**REQUIREMENT A:** In the passage on blanket flowers and coneflowers below, copy everything from "Blanket Flowers can" down to "Echinacea (Coneflowers)".
**REQUIREMENT B:** Continue the passage on blanket flowers and coneflowers below from the point where it stops.

*** Opening EXTRACT PROVIDED ***

Gaillardia (Blanket Flowers)

Blanket Flowers are beautiful additions to any perennial garden. Native to the US, they are low maintenance, and tolerate poor soil as long as it is well-drained. They are pleasing to the eyes with their bright yellow to red blooms, and brown to deep red centers. Blanket Flowers are good choices, if you are planning a pollinator garden, as they attract many varieties of bees and butterflies.

Blanket Flowers can be sensitive to rich soil and over-fertilization. Be mindful not to fertilize too often. They grow best in full sun and are heat-tolerant. If planting from seed, your Blanket Flower(s) will likely bloom in its second year. However, if you purchase plants from a local garden center, you will see blooms during purchase or shortly after.

Echinacea (Coneflowers)
 Coneflowers are beautiful native perennials,  and herbal remedies used for generations.  The Plains Indians, and early settlers utilized the purple coneflower for illnesses such as colds and upset stomach. The plant’s salve was used for treating external wounds. Echinacea Tea (an herbal tea concocted from the leaves and petals) may have immune boosting properties, as well as anti-viral and anti-inflamamation properties.

*** Closing EXTRACT PROVIDED ***
*** Opening MATERIAL PROVIDED ***

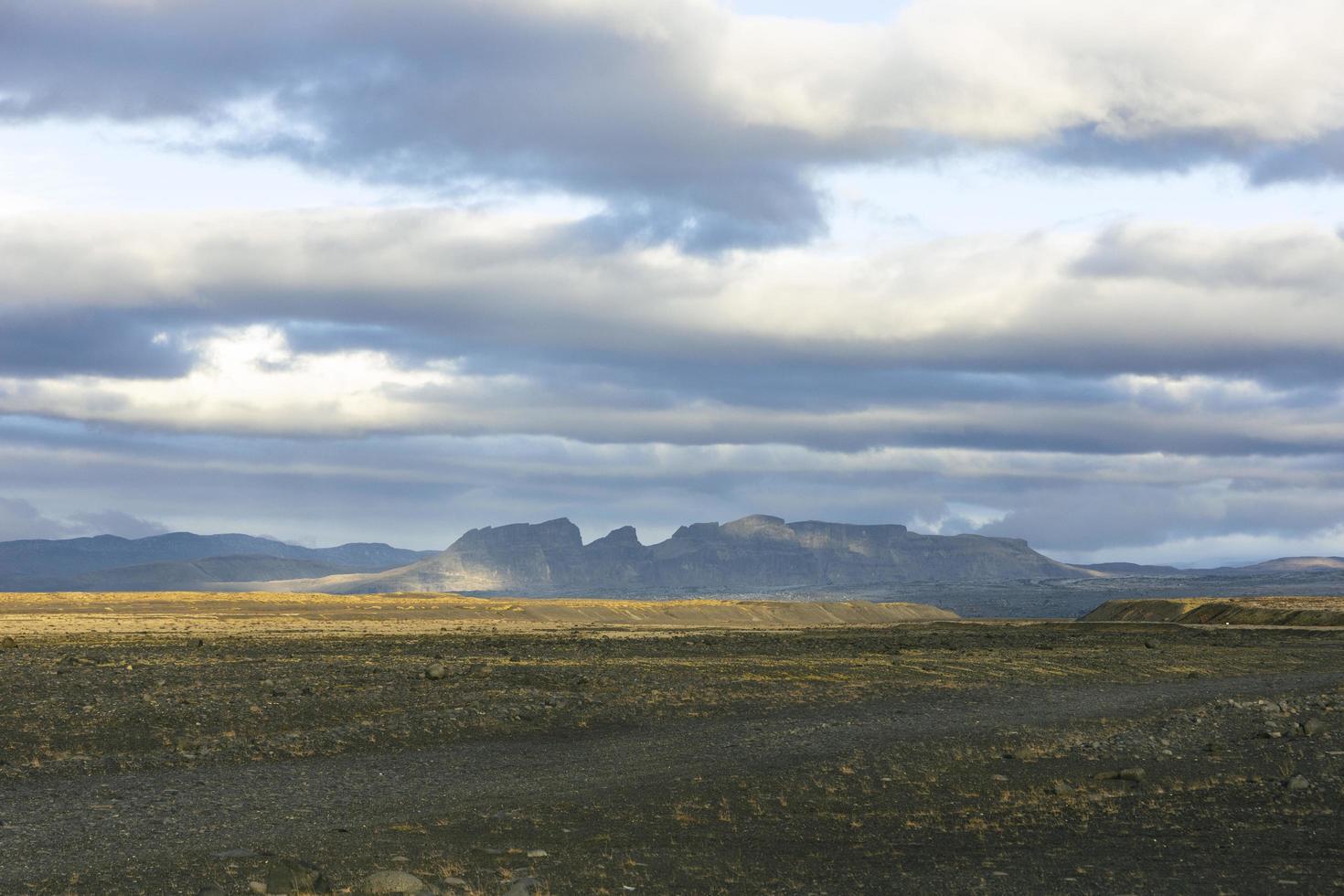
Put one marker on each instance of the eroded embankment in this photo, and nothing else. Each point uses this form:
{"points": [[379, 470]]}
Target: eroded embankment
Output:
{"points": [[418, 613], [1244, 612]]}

*** Closing MATERIAL PROVIDED ***
*** Opening MATERIAL PROVIDED ***

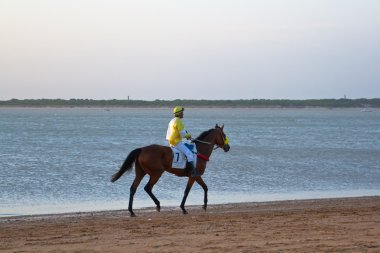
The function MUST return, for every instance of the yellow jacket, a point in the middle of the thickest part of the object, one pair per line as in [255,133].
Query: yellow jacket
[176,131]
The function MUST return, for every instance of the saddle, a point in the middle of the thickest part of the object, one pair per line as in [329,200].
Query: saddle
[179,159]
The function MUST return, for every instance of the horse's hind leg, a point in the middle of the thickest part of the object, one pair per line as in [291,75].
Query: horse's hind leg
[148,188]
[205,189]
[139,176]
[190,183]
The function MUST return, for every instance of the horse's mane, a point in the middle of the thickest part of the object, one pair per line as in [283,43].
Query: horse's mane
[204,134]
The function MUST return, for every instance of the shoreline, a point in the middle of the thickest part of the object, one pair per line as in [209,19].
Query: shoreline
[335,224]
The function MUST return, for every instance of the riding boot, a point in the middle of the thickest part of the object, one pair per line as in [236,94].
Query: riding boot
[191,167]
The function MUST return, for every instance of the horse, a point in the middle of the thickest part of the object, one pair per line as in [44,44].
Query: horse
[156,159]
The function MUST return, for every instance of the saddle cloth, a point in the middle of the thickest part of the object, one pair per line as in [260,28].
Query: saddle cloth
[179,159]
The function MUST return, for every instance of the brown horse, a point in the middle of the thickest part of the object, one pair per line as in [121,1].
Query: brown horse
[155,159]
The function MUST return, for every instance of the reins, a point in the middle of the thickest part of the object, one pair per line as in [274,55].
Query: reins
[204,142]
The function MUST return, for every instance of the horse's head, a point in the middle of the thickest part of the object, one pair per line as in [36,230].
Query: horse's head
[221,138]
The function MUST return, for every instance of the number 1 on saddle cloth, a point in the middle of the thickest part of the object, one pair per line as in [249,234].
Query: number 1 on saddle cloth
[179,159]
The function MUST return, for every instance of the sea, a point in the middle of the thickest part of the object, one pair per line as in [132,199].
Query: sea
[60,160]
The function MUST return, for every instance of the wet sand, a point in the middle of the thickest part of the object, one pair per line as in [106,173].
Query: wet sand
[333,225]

*** Closing MATERIAL PROVIDED ***

**EXERCISE RESULT A:**
Blanket Flowers can be sensitive to rich soil and over-fertilization. Be mindful not to fertilize too often. They grow best in full sun and are heat-tolerant. If planting from seed, your Blanket Flower(s) will likely bloom in its second year. However, if you purchase plants from a local garden center, you will see blooms during purchase or shortly after.

Echinacea (Coneflowers)

**EXERCISE RESULT B:**
Echinacea like Elderberry or St. John’ s Wort is deemed a supplement, therefore its healing properties are not fully substantiated by medical research. Consult your physician before ingesting supplements, as herbs might interfere with prescription or Over-the-Counter Medications.  Echinnacea in the yard or containers are attractants for bees, butterflies, and birds. They grow best in full sun, and well-drained soil. 
Rudbeckia (Black-eyed Susan)

 Black-eyed Susan grows all across the United States.  A person can plant them from seed, or purchase the plants from a local garden center. They are natives, and attract a variety of pollinators in summer, and birds in fall and winter when they produce seed.  Black-eyed Susan is a resilient plant, with the fortitude to tolerate drought and poor soil.

They love full sun but will tolerate part shade.  Take time to deadhead, and you will encourage more blooms to develop, and help establish a sturdy, compact plant. If your area is prone to local wildlife such as deer and rabbits, consider planting repellent plants (  rosemary or lavender) nearby to keep them from making a meal of your Black-eyed Susan(s).


Yarrow (Achillea)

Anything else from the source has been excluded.